Reproduce the lines starting at the one containing "Objective — drop a marker on each instance of the clear" and ending at the one containing "[[25, 241]]", both included, keeping the requests as they are. Scale every coordinate in the answers by 0.65 and round to whole numbers, with halves rounding up, and give only those lines.

-- -- --

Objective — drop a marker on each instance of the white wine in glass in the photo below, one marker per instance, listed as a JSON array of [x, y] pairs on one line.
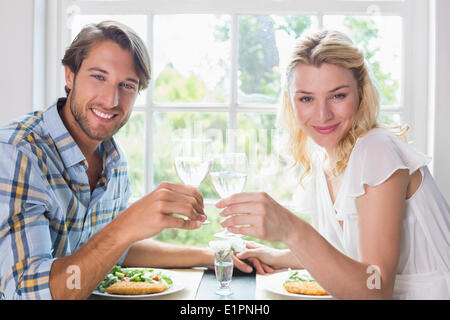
[[192, 161], [228, 175]]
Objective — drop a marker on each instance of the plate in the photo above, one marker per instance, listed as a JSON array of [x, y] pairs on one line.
[[274, 284], [176, 286]]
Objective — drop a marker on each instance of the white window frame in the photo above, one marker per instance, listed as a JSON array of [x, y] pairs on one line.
[[414, 80]]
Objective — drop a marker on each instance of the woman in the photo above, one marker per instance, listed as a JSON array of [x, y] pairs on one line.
[[381, 228]]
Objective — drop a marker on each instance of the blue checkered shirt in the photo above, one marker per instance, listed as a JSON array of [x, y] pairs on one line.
[[47, 210]]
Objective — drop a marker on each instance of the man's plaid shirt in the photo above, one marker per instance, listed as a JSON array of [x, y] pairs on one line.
[[46, 208]]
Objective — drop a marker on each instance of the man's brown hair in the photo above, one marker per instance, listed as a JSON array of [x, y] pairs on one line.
[[124, 36]]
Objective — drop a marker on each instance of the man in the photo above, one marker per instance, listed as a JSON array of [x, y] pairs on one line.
[[64, 182]]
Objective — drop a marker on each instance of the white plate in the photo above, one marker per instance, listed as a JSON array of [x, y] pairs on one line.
[[274, 284], [176, 286]]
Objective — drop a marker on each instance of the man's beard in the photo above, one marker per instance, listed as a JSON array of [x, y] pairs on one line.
[[83, 122]]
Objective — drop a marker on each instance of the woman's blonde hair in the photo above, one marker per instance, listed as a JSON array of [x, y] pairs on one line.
[[335, 48]]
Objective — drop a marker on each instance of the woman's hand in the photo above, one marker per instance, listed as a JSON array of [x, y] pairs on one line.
[[268, 259], [256, 215]]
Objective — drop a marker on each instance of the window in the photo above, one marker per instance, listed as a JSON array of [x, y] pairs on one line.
[[216, 73]]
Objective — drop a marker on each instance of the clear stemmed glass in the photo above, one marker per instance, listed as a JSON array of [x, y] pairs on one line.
[[223, 266], [228, 175], [192, 161]]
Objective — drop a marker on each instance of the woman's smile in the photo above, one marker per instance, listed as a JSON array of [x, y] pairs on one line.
[[326, 129]]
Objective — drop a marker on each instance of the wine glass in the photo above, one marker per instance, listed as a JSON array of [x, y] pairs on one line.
[[192, 161], [228, 175]]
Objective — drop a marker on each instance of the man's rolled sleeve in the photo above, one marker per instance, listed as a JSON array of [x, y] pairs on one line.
[[25, 241]]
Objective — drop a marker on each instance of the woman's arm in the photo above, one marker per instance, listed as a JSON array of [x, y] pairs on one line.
[[381, 211]]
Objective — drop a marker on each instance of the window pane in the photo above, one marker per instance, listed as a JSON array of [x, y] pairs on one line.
[[268, 155], [191, 63], [130, 140], [390, 119], [169, 126], [137, 22], [381, 39], [265, 43]]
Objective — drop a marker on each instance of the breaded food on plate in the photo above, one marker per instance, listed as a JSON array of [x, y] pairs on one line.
[[135, 288], [305, 287]]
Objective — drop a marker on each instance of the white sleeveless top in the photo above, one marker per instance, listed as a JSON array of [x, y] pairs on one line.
[[423, 270]]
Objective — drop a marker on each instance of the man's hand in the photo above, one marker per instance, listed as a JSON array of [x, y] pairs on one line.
[[155, 212]]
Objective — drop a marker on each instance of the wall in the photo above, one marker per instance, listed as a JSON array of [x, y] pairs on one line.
[[439, 107], [16, 58]]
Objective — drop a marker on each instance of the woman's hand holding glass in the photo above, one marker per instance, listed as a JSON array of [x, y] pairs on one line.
[[256, 215]]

-- -- --

■ **SOLUTION TO THIS PROBLEM**:
Objective — drop a marker on each instance of the clear stemmed glass in the photo above, one marker per instance, listed as a JSON array of [x, y] pairs on one line.
[[145, 173], [148, 114], [125, 105]]
Objective — drop a marker on each instance of the woman's smile in the photo above, one marker per instance, listed as a JSON array of [x, y] pairs on one line.
[[212, 84]]
Objective — drop a marker on each instance of the wine glass in the photo above, one marker per instance, listed as a JSON array of [x, y] pairs on one line.
[[125, 105], [148, 114]]
Objective — drop a marker on each instance of the man's rolled sleeve in the photo above, one marker per instance, listed as a JSON array of [x, y] pairs on one line.
[[16, 157]]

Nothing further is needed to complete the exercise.